Task to carry out: Give back, unchanged, each line from the one containing "Indicate the cliff" through the last line of the entries below.

Provided material:

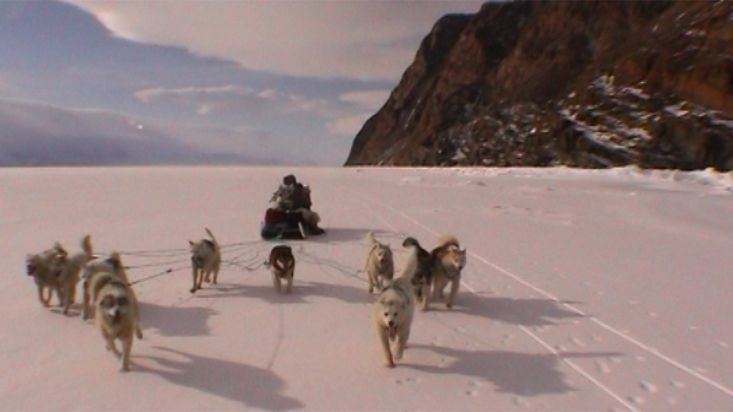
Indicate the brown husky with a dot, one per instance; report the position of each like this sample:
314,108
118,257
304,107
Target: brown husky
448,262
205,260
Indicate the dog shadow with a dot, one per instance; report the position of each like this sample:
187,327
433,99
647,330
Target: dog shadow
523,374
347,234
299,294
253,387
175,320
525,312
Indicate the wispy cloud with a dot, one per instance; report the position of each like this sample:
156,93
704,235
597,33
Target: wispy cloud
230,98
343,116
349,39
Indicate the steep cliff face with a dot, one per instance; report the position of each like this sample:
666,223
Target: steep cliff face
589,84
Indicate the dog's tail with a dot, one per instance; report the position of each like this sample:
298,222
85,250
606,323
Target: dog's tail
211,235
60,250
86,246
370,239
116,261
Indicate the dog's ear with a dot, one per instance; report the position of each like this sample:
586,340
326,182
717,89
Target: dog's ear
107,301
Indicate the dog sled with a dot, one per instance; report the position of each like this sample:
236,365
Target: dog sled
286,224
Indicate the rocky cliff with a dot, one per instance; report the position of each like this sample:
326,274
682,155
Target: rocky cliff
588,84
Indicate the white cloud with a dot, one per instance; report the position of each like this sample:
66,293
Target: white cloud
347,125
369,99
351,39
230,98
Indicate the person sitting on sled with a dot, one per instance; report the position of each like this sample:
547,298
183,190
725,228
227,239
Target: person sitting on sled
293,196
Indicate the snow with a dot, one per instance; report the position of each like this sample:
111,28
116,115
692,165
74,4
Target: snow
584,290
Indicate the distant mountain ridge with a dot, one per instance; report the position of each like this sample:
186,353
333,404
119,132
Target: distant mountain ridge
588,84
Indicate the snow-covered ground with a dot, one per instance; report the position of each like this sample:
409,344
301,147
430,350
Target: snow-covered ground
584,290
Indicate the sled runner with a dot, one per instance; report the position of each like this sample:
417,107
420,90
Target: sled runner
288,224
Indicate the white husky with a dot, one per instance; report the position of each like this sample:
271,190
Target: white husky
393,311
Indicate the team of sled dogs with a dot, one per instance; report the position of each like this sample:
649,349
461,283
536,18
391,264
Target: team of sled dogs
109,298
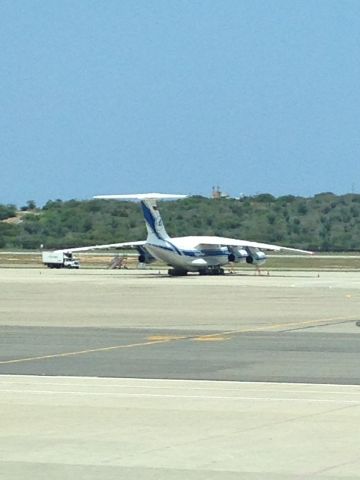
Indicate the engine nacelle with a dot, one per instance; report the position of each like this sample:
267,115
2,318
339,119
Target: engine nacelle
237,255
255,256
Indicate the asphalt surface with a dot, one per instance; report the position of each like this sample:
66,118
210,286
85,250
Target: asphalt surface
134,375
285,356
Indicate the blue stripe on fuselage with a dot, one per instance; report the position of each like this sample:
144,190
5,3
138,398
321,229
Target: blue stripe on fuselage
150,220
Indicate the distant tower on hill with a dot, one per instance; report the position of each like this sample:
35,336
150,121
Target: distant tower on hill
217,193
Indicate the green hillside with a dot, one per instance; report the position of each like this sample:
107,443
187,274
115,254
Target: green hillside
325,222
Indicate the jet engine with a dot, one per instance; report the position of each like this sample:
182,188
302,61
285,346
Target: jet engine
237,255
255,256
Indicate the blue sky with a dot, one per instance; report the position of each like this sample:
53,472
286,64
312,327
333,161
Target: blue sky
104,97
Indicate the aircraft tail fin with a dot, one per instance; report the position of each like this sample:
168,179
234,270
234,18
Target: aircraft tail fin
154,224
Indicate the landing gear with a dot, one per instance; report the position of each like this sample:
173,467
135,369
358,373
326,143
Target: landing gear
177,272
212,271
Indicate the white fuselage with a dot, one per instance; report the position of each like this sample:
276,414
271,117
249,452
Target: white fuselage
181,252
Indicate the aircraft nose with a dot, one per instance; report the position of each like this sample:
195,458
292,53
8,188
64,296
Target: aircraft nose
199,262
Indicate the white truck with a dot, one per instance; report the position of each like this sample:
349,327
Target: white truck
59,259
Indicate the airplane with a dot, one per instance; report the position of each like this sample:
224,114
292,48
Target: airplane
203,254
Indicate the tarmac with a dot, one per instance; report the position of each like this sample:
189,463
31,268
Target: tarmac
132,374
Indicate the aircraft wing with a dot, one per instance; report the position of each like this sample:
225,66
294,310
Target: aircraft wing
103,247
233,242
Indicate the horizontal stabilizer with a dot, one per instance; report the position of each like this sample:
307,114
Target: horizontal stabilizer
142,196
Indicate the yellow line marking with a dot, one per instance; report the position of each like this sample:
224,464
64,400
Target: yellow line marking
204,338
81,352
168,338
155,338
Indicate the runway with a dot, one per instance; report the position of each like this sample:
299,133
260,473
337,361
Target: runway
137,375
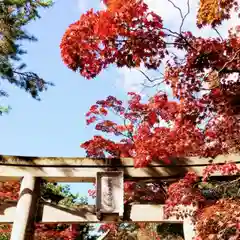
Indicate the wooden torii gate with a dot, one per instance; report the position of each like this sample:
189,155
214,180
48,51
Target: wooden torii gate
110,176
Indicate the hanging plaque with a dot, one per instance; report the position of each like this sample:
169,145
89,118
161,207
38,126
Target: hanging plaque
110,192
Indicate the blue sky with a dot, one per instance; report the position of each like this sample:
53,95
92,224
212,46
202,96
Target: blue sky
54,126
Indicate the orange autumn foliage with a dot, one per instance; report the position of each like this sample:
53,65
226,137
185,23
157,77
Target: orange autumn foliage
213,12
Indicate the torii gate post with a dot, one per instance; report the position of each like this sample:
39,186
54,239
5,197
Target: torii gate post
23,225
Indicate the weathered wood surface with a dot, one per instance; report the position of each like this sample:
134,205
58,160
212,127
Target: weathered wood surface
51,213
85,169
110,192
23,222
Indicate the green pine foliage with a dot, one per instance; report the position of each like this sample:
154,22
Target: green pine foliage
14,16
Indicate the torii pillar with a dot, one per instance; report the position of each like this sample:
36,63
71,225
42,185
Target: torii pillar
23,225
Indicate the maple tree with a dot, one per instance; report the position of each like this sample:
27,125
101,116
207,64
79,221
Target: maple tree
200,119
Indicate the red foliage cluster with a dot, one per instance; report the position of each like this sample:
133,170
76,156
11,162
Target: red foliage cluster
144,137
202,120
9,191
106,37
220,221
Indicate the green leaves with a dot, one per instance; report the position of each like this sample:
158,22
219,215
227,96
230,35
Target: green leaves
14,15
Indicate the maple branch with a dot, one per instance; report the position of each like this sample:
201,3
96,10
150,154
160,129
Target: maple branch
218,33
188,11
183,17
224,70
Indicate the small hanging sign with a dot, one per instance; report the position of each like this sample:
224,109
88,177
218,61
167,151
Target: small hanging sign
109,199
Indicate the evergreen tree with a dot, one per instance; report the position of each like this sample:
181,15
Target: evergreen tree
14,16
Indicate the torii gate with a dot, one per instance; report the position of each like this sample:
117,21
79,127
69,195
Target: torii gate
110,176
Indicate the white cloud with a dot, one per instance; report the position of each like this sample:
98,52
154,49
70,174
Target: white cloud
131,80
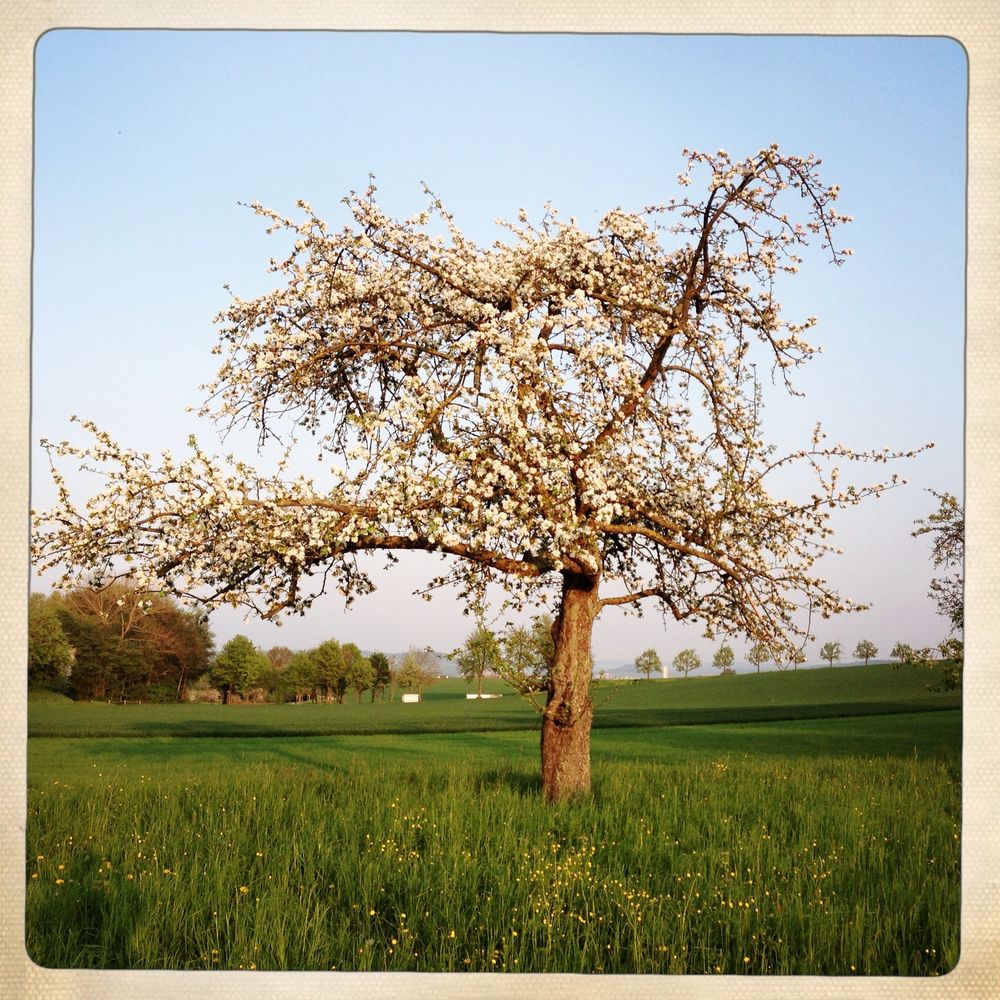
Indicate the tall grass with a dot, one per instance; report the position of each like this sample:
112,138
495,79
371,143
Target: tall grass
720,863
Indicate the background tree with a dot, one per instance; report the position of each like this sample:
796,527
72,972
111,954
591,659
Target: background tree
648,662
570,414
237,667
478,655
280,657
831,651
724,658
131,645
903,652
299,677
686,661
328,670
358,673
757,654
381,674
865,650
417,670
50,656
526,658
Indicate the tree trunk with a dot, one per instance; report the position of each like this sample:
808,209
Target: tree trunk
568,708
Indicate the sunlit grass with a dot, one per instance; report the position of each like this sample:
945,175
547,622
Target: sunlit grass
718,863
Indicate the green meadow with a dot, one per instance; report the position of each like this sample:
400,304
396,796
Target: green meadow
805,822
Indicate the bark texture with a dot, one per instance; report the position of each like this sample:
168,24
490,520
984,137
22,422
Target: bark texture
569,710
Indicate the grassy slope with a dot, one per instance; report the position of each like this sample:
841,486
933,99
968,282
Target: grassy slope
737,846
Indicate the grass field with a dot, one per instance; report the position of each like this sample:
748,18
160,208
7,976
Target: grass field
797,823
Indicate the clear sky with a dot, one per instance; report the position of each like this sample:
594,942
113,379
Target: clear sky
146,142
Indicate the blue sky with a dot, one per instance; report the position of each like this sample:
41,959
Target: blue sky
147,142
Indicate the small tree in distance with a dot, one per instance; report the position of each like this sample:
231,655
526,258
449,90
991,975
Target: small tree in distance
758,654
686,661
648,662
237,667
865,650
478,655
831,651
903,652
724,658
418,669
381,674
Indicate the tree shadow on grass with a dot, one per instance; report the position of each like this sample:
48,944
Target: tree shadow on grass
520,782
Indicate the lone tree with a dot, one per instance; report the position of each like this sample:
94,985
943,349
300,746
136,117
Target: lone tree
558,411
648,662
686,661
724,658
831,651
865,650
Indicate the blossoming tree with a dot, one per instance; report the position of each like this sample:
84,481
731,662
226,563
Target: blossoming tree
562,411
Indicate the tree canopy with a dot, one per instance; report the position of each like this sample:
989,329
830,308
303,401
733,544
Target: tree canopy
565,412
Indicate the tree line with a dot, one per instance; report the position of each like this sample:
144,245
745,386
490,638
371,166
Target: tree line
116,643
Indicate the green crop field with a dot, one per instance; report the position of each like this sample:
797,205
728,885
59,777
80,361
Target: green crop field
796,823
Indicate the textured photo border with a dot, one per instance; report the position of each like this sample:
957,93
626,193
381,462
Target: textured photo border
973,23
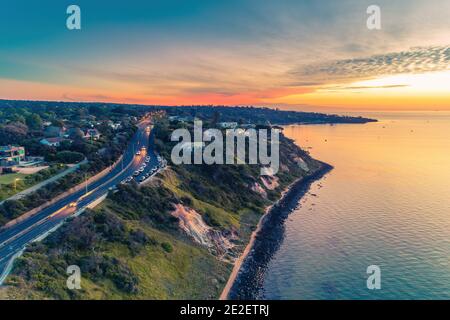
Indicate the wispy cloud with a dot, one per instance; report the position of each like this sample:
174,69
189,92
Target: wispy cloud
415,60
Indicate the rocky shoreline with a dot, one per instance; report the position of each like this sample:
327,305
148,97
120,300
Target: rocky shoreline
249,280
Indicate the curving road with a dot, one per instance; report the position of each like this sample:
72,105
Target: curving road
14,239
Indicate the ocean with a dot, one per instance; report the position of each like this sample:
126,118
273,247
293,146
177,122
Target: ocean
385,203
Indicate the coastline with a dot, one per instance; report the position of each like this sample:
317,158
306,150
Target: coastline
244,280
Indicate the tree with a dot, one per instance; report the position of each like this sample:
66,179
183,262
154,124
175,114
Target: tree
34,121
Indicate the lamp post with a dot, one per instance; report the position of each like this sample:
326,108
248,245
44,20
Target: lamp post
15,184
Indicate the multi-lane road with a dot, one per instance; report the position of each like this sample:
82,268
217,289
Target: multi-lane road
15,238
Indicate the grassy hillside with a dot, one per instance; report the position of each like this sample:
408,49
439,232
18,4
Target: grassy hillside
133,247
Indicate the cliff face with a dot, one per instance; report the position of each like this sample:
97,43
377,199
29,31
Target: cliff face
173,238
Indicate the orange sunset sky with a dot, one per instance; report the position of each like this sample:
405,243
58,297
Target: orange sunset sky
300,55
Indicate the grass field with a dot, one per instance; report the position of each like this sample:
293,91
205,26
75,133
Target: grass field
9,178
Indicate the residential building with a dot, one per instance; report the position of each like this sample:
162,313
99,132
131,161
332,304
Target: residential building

The response:
Indicate the cliff face with a dot, one per instance; report the position of each like this sample:
97,43
377,199
29,31
Target: cliff face
173,238
Indicate the orange sunset sky with a dot, one per instance; report the position of each like this sample:
405,243
58,297
Target: orange sunset sky
300,55
Indicate the grass field with a dot, one per instance; report the position of each like this sample:
293,91
205,26
75,133
Target: grass field
9,178
Indicate the residential building with a dot, one per instance; report the position of each like this sample:
162,313
99,132
131,161
332,304
Target: residential building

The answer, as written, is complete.